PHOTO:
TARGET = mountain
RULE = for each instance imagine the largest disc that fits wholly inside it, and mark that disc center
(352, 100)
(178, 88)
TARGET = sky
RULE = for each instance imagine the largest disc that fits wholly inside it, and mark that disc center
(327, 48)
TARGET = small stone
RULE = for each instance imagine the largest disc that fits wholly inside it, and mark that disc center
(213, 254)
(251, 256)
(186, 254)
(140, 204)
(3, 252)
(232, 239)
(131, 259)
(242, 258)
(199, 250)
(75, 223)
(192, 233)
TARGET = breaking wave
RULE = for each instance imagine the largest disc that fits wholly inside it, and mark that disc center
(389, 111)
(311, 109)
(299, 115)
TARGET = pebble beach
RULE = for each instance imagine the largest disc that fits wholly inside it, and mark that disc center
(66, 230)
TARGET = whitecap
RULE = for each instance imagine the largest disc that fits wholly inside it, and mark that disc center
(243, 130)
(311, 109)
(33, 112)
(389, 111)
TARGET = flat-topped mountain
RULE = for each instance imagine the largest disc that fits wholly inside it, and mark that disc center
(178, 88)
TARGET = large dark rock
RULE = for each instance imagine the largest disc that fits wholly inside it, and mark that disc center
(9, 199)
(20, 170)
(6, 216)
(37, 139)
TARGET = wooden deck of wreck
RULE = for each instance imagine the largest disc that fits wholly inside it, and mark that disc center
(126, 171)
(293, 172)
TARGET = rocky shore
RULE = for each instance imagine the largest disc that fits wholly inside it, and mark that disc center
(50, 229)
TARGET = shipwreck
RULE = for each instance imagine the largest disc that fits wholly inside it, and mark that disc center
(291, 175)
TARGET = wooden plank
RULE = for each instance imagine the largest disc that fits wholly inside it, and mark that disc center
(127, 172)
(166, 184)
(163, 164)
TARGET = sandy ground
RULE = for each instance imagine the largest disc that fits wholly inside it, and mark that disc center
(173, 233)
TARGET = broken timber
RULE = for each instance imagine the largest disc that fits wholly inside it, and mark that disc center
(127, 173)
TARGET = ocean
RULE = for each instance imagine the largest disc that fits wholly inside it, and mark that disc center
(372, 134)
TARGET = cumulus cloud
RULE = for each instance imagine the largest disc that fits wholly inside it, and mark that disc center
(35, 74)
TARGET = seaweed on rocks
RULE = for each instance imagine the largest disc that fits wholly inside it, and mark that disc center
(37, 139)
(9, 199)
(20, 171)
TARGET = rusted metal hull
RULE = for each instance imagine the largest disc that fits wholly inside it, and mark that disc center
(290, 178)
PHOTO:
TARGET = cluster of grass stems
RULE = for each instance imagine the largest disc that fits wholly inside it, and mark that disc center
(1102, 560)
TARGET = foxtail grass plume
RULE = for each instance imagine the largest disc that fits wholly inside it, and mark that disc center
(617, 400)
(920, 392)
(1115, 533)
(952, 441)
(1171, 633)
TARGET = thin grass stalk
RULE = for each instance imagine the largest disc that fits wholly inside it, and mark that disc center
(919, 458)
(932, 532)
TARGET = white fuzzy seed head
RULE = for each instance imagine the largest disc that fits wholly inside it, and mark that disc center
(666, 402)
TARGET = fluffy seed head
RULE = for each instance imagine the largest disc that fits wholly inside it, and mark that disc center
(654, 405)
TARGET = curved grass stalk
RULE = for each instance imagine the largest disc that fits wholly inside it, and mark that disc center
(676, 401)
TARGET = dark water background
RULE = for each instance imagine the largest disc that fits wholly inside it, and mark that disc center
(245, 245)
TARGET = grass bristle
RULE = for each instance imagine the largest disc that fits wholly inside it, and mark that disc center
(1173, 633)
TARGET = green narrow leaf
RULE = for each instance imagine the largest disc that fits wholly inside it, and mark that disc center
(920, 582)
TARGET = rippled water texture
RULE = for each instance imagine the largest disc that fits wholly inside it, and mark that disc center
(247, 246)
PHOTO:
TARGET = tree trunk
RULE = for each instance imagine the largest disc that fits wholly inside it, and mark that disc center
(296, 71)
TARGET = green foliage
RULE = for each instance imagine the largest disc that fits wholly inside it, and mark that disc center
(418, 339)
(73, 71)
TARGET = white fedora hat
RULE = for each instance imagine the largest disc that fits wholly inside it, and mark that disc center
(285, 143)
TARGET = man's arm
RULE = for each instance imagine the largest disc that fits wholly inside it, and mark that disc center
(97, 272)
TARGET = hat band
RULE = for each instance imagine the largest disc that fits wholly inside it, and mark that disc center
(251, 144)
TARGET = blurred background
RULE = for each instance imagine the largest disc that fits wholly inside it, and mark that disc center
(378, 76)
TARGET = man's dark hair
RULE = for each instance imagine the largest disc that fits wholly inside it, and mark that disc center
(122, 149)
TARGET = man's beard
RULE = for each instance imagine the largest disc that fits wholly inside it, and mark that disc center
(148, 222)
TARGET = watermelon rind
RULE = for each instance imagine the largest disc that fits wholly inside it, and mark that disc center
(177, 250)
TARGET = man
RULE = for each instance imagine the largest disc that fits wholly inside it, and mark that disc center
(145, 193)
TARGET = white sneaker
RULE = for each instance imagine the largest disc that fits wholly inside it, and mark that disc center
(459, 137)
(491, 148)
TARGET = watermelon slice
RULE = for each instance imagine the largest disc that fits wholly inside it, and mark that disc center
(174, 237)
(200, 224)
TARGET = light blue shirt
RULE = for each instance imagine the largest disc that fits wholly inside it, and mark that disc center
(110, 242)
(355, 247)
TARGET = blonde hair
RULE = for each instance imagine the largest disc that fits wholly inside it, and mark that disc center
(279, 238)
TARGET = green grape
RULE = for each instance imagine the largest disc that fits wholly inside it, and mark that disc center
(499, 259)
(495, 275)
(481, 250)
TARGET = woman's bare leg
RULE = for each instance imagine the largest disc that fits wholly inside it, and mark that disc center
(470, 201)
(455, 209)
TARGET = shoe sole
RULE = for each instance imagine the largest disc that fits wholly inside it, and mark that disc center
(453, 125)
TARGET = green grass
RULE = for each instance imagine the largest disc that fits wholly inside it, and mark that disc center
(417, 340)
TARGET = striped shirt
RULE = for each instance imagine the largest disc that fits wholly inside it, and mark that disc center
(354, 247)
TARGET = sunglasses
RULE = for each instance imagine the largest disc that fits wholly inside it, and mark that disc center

#### Activity
For the word "stalk", count the lines of the records above that hold it and state only that count.

#### Output of the task
2